◆ Image location labeling entries ◆
########################################
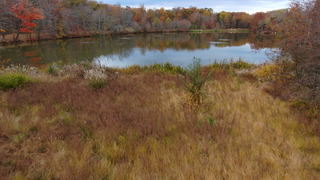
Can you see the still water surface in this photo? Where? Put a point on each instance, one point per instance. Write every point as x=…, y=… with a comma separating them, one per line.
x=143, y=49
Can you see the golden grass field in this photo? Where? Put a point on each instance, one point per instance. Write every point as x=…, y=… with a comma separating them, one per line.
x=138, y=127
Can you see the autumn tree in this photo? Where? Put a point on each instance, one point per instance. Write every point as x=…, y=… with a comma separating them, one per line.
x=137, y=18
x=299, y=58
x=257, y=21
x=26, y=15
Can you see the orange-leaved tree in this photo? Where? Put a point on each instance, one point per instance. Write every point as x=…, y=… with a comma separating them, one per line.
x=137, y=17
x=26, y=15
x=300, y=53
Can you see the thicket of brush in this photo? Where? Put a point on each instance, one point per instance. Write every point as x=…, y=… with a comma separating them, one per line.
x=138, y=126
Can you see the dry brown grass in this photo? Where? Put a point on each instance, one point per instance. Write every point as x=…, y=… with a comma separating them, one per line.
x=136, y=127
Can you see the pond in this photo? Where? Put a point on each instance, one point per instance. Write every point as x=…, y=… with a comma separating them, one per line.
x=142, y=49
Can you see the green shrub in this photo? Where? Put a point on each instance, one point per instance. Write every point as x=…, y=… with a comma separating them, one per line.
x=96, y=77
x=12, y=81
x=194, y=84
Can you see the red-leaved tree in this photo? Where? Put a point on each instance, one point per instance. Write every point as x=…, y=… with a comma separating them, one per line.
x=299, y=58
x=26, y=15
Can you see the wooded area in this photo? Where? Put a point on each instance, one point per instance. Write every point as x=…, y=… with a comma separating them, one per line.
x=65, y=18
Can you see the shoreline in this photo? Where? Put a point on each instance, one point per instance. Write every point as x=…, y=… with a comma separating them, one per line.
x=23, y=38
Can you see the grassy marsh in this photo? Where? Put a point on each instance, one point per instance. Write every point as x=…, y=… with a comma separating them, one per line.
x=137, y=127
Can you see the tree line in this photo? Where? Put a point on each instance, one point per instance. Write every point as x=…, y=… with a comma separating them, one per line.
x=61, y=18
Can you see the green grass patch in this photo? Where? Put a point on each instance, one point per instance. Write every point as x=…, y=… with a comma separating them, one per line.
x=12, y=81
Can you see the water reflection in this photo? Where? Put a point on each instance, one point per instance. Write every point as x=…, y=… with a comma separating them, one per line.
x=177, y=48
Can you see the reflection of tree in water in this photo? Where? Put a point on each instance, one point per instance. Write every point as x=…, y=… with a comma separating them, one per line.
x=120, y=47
########################################
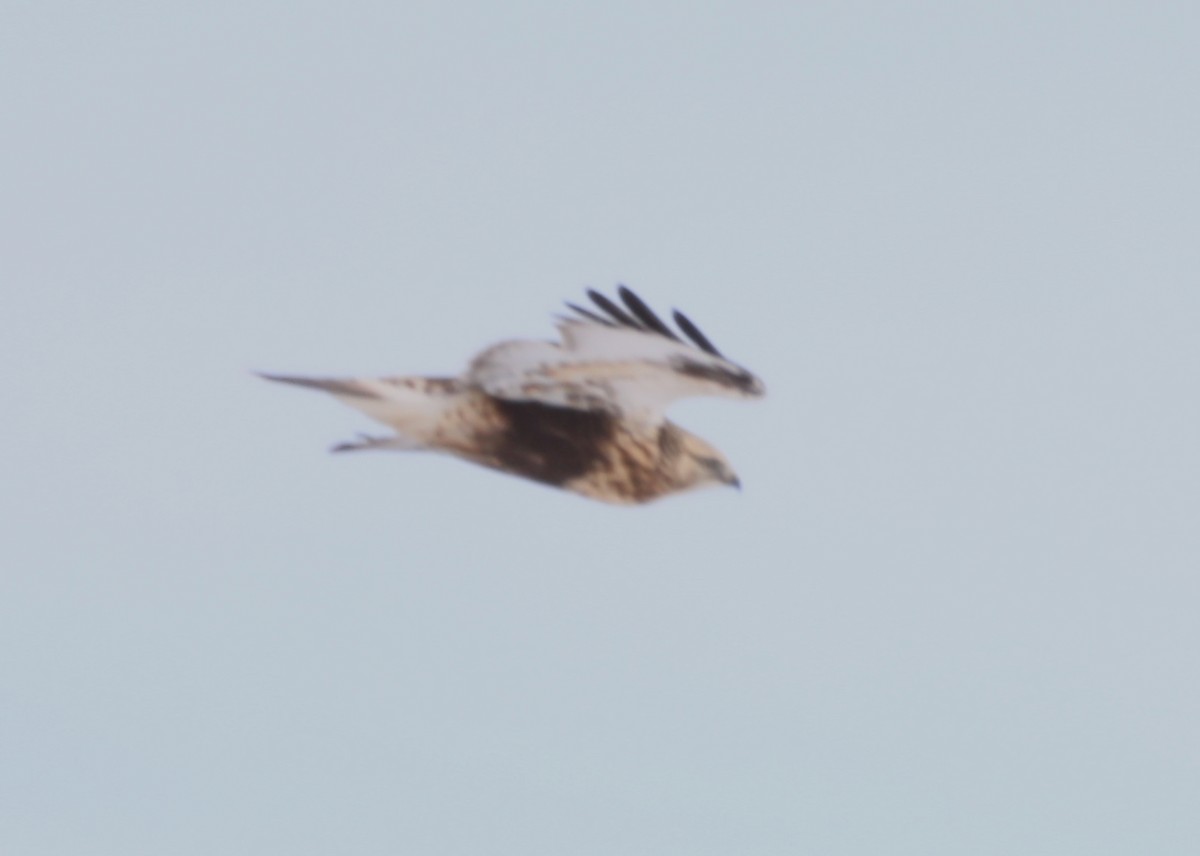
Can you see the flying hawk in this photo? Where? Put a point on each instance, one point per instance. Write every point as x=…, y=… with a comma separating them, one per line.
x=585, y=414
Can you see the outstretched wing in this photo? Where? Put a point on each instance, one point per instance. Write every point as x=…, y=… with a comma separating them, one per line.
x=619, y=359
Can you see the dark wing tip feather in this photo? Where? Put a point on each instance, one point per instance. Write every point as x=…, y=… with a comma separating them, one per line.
########################################
◆ WRITTEN PROBLEM ◆
Beginning at the line that contains "Can you see the pond" and stopping after the line that contains "x=137, y=127", reproduce those lines of the listing with "instance" replaced by "occurrence" throughout, leaving everything else unchanged.

◆ SOLUTION FOR THIS TASK ◆
Can you see the pond in this photo? Where? Put a point on each occurrence, one point per occurrence. Write every point as x=…, y=… with a comma separating them, one per line.
x=142, y=49
Can you see the green shrub in this photo? Where? Put a point on each occurrence, one point per occurrence. Write every point as x=…, y=… with a comma separating them, one per line.
x=96, y=77
x=12, y=81
x=194, y=84
Can you see the red-leaved tree in this photo? Where? Put a point on each occurrence, one point per occurrence. Write every point as x=…, y=… with a comma separating them, one per line.
x=299, y=58
x=26, y=15
Can you see the wooded area in this photo? Where? Put a point on each occurrence, one point per occurrence. Write every point as x=…, y=… with a comma separating them, one per line.
x=65, y=18
Can you see the shoreline in this photo? Where? Put a point on each occurrence, one point per occurrence. Write every point as x=…, y=… with a comma separating them, one per line.
x=23, y=38
Can you see the grassy marsh in this photo? Where? Put a point on each occurrence, one point per occurrence. Write every point as x=…, y=… with a comma separating them, one per line.
x=137, y=127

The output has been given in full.